##### Data records #####

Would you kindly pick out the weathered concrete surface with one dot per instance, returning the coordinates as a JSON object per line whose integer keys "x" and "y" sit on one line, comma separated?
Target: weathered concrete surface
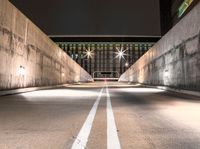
{"x": 175, "y": 60}
{"x": 24, "y": 44}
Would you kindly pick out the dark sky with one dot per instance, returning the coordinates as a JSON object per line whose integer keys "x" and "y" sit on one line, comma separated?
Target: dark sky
{"x": 93, "y": 17}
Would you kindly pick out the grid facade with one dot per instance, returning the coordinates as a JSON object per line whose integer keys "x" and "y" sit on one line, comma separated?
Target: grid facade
{"x": 104, "y": 62}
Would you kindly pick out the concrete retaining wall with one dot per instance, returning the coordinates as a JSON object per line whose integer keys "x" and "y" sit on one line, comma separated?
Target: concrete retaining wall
{"x": 28, "y": 57}
{"x": 175, "y": 60}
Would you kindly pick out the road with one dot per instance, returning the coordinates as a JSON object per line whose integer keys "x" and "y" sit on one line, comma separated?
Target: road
{"x": 100, "y": 115}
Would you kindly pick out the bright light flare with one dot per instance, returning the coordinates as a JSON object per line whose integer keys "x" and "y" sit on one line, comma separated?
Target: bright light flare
{"x": 120, "y": 53}
{"x": 89, "y": 53}
{"x": 126, "y": 64}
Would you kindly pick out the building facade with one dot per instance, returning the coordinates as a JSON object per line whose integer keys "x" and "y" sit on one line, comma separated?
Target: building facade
{"x": 105, "y": 59}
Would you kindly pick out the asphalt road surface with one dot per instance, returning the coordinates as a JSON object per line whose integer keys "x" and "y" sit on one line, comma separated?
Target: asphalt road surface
{"x": 101, "y": 115}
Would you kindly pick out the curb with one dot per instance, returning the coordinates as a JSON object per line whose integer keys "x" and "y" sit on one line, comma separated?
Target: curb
{"x": 29, "y": 89}
{"x": 193, "y": 93}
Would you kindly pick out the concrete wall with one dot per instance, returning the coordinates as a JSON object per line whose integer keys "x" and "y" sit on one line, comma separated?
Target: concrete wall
{"x": 24, "y": 44}
{"x": 175, "y": 60}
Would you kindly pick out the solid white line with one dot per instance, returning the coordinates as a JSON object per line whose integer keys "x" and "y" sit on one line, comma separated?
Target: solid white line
{"x": 82, "y": 138}
{"x": 112, "y": 137}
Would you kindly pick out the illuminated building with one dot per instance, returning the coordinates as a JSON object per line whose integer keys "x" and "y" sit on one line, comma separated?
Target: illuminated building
{"x": 105, "y": 57}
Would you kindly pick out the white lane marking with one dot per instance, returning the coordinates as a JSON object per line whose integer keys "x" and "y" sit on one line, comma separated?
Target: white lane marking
{"x": 112, "y": 137}
{"x": 82, "y": 138}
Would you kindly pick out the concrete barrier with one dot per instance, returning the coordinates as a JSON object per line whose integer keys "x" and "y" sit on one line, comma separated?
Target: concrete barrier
{"x": 28, "y": 58}
{"x": 175, "y": 60}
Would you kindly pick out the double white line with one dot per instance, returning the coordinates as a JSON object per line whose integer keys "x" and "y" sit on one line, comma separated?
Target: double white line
{"x": 112, "y": 137}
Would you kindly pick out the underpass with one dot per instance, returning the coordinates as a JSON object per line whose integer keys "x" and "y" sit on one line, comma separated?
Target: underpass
{"x": 59, "y": 118}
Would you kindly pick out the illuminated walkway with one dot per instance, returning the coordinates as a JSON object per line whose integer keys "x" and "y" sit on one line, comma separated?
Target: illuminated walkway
{"x": 99, "y": 116}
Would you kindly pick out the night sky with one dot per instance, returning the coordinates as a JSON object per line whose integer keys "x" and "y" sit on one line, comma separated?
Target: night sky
{"x": 93, "y": 17}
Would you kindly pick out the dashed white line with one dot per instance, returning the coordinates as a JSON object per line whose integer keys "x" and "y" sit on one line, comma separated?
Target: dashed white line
{"x": 112, "y": 137}
{"x": 82, "y": 138}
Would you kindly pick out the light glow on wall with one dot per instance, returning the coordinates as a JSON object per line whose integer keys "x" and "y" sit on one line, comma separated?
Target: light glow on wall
{"x": 184, "y": 6}
{"x": 22, "y": 70}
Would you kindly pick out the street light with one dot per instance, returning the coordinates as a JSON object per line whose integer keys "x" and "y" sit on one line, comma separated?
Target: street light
{"x": 89, "y": 53}
{"x": 120, "y": 53}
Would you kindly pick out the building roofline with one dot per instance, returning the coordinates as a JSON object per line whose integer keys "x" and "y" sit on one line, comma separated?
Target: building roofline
{"x": 103, "y": 38}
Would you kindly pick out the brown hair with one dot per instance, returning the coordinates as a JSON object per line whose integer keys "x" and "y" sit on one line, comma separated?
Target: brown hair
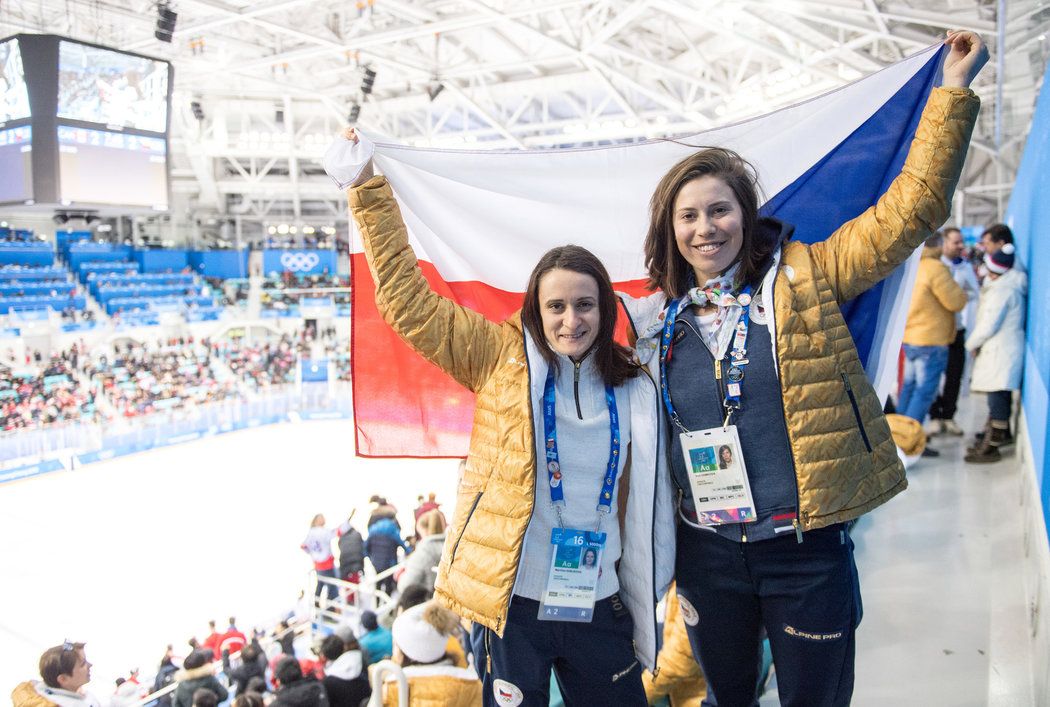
{"x": 668, "y": 270}
{"x": 612, "y": 360}
{"x": 59, "y": 661}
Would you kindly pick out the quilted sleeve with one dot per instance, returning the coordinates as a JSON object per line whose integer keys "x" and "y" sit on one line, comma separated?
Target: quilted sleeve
{"x": 866, "y": 249}
{"x": 461, "y": 341}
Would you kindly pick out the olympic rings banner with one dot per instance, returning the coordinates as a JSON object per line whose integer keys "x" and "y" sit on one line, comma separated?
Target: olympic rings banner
{"x": 298, "y": 262}
{"x": 480, "y": 220}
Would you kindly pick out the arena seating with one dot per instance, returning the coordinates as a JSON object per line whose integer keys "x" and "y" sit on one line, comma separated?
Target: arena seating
{"x": 26, "y": 253}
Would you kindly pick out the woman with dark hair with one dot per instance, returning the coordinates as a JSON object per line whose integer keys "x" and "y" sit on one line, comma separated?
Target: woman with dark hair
{"x": 559, "y": 406}
{"x": 755, "y": 357}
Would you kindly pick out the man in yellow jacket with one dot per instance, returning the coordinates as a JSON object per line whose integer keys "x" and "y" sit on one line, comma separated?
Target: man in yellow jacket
{"x": 930, "y": 329}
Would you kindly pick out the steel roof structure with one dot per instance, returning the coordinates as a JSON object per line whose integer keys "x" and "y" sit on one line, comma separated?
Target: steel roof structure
{"x": 277, "y": 79}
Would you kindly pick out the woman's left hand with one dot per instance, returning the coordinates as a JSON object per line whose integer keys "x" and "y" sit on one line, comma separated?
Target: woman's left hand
{"x": 965, "y": 60}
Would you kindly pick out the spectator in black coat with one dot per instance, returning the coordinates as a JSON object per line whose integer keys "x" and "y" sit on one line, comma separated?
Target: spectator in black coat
{"x": 384, "y": 538}
{"x": 252, "y": 665}
{"x": 351, "y": 555}
{"x": 165, "y": 676}
{"x": 295, "y": 690}
{"x": 345, "y": 681}
{"x": 197, "y": 671}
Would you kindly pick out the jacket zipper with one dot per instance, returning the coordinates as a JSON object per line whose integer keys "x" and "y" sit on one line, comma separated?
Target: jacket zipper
{"x": 474, "y": 505}
{"x": 716, "y": 365}
{"x": 531, "y": 419}
{"x": 853, "y": 401}
{"x": 652, "y": 529}
{"x": 575, "y": 387}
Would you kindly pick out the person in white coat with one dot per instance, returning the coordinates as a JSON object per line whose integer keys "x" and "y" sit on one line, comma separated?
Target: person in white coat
{"x": 999, "y": 340}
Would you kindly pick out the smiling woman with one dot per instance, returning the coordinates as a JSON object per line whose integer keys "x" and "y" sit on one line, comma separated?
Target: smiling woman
{"x": 756, "y": 361}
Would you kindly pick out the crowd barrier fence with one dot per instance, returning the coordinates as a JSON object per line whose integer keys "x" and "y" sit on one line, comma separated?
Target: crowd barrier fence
{"x": 26, "y": 453}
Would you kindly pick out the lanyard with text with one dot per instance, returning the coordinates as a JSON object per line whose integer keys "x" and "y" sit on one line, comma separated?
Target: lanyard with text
{"x": 553, "y": 465}
{"x": 737, "y": 356}
{"x": 713, "y": 458}
{"x": 575, "y": 559}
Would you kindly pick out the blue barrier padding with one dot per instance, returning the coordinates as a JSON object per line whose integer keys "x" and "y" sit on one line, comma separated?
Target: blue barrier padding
{"x": 299, "y": 262}
{"x": 30, "y": 470}
{"x": 162, "y": 261}
{"x": 129, "y": 304}
{"x": 40, "y": 302}
{"x": 26, "y": 253}
{"x": 53, "y": 272}
{"x": 79, "y": 326}
{"x": 97, "y": 252}
{"x": 224, "y": 264}
{"x": 144, "y": 291}
{"x": 30, "y": 288}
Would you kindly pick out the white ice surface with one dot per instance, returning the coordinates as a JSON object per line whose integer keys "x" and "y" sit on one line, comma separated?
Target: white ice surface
{"x": 132, "y": 554}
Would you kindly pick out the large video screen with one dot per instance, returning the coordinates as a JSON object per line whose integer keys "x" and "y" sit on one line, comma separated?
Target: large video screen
{"x": 112, "y": 88}
{"x": 104, "y": 167}
{"x": 14, "y": 96}
{"x": 16, "y": 164}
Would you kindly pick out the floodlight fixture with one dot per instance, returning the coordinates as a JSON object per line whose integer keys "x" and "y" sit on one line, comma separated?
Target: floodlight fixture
{"x": 166, "y": 19}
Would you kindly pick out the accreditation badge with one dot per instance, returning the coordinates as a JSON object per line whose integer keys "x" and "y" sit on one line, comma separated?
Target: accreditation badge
{"x": 575, "y": 562}
{"x": 717, "y": 476}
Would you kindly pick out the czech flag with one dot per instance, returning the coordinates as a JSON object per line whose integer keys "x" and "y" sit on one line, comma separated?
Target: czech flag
{"x": 480, "y": 220}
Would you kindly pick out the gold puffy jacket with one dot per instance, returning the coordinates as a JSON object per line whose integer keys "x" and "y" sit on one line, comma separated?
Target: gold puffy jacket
{"x": 497, "y": 493}
{"x": 846, "y": 461}
{"x": 935, "y": 300}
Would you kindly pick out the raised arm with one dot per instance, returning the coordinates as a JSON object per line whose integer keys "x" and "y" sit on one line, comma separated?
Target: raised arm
{"x": 459, "y": 340}
{"x": 869, "y": 247}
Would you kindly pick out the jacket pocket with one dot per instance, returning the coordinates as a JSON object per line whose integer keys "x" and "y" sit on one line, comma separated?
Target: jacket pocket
{"x": 466, "y": 521}
{"x": 853, "y": 402}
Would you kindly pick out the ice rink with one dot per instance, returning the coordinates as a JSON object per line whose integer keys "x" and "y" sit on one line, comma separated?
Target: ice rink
{"x": 139, "y": 552}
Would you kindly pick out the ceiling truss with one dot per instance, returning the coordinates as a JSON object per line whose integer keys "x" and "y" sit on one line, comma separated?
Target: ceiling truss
{"x": 519, "y": 74}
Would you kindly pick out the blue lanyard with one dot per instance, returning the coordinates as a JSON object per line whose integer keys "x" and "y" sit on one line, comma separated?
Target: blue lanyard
{"x": 553, "y": 466}
{"x": 737, "y": 359}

#####

▶ **Stated goal**: Set down nothing but the lines from the one with "Would you kindly pick out the gold" through the end of the records, keeping each line exactly as written and including both ends.

▶ **Solved problem**:
Would you kindly pick out the gold puffy jacket with one dot per instance, returning the coordinates as a JSON object per line whose integer keys "x" and "y" sit on one line, comma separated?
Target: gold puffy jacket
{"x": 497, "y": 493}
{"x": 846, "y": 461}
{"x": 935, "y": 300}
Would you kindly pick out the raised arm with one dot per instance, returning the coordinates as a JSON object per line whose integer keys "x" and "y" sit on one line, comma separated?
Target: raised arm
{"x": 459, "y": 340}
{"x": 869, "y": 247}
Would you kindly pick out the jacket pocket with one dot per instance, returning the coordinates as a JSON object per line whose integer keys "x" and "y" sit on one line, comma separated?
Target: jacket pocket
{"x": 466, "y": 521}
{"x": 853, "y": 402}
Would you kindly pick out the ice rink with one dot per instance, returning the coordinates as a JSON object per line whose integer keys "x" and "y" sit on one line, comma separated?
Target: ice rink
{"x": 139, "y": 552}
Would you kindly pick out the ceiling truss with one dot per instance, returning the coordinates as a JSON object per line whose integer keys "x" and "y" sit on one line, comma separated?
Target: ceiling truss
{"x": 519, "y": 74}
Would you kindly pick out the blue lanyard with one dot per instance, returning the coordinates as a JSON object per line whose integer keys "x" and "y" sit on one line, comma separated?
Target: blue lanyard
{"x": 553, "y": 466}
{"x": 737, "y": 359}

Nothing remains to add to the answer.